Give the count of lines in the records that contain the string "tyre", and write nothing but that number.
DATA EXTRACTS below:
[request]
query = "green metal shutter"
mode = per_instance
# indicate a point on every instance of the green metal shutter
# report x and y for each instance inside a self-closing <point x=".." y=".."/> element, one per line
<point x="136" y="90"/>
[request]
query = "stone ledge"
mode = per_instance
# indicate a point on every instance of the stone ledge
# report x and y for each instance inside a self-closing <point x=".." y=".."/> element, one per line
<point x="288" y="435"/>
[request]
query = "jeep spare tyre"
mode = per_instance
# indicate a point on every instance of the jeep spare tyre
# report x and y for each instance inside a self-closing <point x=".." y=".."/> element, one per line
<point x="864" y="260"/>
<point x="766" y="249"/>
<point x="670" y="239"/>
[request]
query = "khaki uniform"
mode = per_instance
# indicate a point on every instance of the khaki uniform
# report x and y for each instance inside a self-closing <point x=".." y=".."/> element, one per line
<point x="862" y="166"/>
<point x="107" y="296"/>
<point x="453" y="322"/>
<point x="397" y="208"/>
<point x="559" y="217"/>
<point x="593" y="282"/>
End of DATA EXTRACTS.
§ **YOUR RESPONSE**
2